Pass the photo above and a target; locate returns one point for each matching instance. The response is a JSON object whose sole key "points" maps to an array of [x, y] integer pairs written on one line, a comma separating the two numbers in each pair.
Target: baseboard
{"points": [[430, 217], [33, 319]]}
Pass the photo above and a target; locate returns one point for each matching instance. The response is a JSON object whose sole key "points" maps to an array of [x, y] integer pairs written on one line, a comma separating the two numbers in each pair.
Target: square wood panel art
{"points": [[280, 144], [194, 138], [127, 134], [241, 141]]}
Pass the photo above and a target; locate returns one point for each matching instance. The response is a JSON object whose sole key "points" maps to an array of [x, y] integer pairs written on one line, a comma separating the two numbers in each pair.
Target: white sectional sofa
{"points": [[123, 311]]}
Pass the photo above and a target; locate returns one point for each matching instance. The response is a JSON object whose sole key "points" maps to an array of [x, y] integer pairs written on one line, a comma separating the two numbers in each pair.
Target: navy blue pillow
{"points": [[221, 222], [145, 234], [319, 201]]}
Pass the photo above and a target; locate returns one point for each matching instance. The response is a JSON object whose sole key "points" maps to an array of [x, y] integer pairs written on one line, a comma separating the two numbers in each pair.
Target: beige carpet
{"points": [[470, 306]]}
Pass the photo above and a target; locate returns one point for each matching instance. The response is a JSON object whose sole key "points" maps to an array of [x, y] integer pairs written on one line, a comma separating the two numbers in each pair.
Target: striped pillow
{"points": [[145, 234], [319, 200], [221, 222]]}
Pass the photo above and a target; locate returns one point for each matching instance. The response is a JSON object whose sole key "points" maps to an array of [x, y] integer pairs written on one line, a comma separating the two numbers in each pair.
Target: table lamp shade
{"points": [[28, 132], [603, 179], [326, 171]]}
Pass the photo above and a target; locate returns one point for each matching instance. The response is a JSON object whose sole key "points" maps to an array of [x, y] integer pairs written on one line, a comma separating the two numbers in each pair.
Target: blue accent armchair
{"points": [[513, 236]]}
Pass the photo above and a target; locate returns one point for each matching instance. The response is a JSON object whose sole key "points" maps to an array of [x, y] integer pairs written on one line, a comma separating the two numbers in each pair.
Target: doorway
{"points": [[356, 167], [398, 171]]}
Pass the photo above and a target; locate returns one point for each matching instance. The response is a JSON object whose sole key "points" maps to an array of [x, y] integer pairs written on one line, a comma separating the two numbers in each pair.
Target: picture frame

....

Locate every line in the entries above that contains the string "pillow", and reproduce each of those lines in full.

» The reply
Target: navy blue pillow
Target: striped pillow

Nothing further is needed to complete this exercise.